>> begin
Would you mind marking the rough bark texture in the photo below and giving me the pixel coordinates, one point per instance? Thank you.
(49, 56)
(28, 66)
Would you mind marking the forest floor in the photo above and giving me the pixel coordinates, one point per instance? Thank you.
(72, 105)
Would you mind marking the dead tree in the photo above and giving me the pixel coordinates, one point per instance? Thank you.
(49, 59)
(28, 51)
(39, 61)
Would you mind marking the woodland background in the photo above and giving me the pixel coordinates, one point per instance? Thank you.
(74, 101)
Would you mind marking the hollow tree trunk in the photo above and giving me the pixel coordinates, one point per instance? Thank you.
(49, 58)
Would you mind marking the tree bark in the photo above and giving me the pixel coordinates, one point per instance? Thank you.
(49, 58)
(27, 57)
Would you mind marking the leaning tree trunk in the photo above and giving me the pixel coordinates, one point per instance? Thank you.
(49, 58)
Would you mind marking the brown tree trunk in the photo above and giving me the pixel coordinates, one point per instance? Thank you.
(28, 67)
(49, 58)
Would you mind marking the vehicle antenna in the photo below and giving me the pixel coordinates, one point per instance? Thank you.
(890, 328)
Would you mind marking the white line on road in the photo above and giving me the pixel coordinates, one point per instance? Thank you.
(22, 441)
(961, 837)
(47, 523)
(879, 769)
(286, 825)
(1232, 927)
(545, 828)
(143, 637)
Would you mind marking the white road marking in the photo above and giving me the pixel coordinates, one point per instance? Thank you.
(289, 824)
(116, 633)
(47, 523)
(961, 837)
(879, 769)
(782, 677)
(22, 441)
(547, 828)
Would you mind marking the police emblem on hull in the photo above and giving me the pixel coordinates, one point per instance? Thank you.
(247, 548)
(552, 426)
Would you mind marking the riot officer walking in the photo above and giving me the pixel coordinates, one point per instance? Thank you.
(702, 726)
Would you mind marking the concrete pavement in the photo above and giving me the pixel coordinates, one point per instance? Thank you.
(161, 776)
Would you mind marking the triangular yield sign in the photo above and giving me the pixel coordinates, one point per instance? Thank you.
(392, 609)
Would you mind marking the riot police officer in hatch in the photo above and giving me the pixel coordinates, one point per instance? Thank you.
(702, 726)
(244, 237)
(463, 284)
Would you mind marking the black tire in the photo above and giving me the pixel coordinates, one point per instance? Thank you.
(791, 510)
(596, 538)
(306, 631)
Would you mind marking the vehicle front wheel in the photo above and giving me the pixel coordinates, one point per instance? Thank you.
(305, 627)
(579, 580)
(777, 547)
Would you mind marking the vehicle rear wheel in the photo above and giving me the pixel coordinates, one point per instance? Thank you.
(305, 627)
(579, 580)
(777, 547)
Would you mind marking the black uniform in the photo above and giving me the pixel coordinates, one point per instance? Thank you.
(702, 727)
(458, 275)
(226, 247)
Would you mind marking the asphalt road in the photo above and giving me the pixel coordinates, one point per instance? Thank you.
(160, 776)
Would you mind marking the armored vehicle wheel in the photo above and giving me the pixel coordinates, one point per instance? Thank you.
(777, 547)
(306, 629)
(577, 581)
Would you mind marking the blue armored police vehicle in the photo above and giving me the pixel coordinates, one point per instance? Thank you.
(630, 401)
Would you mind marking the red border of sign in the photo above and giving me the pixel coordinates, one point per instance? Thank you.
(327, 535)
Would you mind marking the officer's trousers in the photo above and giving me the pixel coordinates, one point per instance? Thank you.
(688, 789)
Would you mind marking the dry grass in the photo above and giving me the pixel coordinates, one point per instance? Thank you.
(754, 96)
>> end
The exercise
Copy every one of the records above word for word, keeping each line as it is.

Result
Would you mind marking the rough bark texture in the photo below and giving me the pixel coordinates, one point per instance? Thank you.
(49, 56)
(28, 66)
Would you mind marking the forest floor in the photo above and giving me the pixel coordinates, one point per instance? Thank you.
(72, 105)
Would you mind marking the dead tree in the photo above and giving me the pixel coordinates, one point per instance? Thank you.
(49, 59)
(28, 51)
(39, 61)
Would you mind marking the woodland background in the photo above and giving me the pixel coordinates, one point per instance? Thank you.
(74, 101)
Would you mind marking the hollow tree trunk in the photo above and giving me the pixel coordinates, one point per instance? Thank you.
(49, 58)
Would you mind marking the tree bark in the photo above and giving me the pixel coordinates, one point per instance? Thank you.
(49, 58)
(27, 57)
Would you mind marking the leaning tree trunk in the photo above and giving me the pixel coordinates, one point per instance? Thank you.
(49, 58)
Would you mind marking the brown tree trunk in the photo above and giving me the pixel coordinates, one point per instance? Thank you.
(28, 67)
(49, 58)
Would you mind marking the vehicle antenna in the photo below and giving me the pixel coordinates, one point per instance? Thank you.
(890, 328)
Would you mind marking the white line on road in the photo above and giving me the pixel coordinates, one point per instance? Thank you.
(22, 441)
(961, 837)
(47, 523)
(879, 769)
(286, 825)
(1232, 927)
(545, 828)
(143, 637)
Would you mind marking the white road marking in the photo above and giving me the pixel coordinates, one point per instance? Thank you.
(289, 824)
(116, 633)
(47, 523)
(961, 837)
(879, 769)
(782, 677)
(22, 441)
(547, 828)
Would you mind marking the police emblem on hull in the photo above and giving me the pixel coordinates, one point per instance? Thank you.
(247, 548)
(552, 426)
Would you mind marking the riot officer walking in the photo above and giving me the pixel coordinates, one point per instance? Thank you.
(702, 726)
Would you mind marking the concrete pavement in the photo above and giving me the pixel coordinates, one point per instance? Thank you.
(161, 776)
Would you mind marking the triangular yield sign in the photo above and giving me the pixel coordinates, one point per instance? Thank you.
(392, 609)
Would you mind marking the riot police officer in hatch in the photo above and giving me the pixel coordinates, one point per instance? Thank you.
(702, 726)
(244, 237)
(463, 284)
Would you mind marking the black tire in the photo above and giving me the pixel coordinates, one point per instance? Thank you.
(791, 510)
(596, 538)
(306, 631)
Would you mind marking the vehicle front wheel in the photo above and giving me the pixel coordinates, one point per instance? Thank you.
(305, 627)
(579, 580)
(777, 547)
Would you mind marking the vehicle rear wheel in the photo above and giving me the pixel coordinates, one point per instance? Thank you.
(305, 627)
(579, 580)
(777, 547)
Would you mind marking the black uniform in the photo above and giving me the pixel coordinates, one point per instance? Thank you.
(702, 727)
(458, 275)
(226, 247)
Would you mind marking the asphalt road in the photo above and giving me the pixel coordinates, one point per instance? Thank you.
(160, 776)
Would you mind marking the armored vehicle wheel in the photo above and giving me the pixel coordinates, one point per instance? Thank you.
(777, 547)
(306, 629)
(577, 581)
Would you mind marking the blue armored police vehicle in the photo above and giving me the pixel coordinates, one point per instance? Thank you.
(630, 401)
Would you mind marking the red border of sign in the photo above and giving me the pixel coordinates, one point per instance? Thank you.
(327, 535)
Would you mind marking the officer's trousers in the photo above and giving me the pixel coordinates, one point per instance? Thank you.
(688, 789)
Would you mind marking the dry grass in the photo above and giving me the pixel coordinates, one point per instance? Thank you.
(754, 96)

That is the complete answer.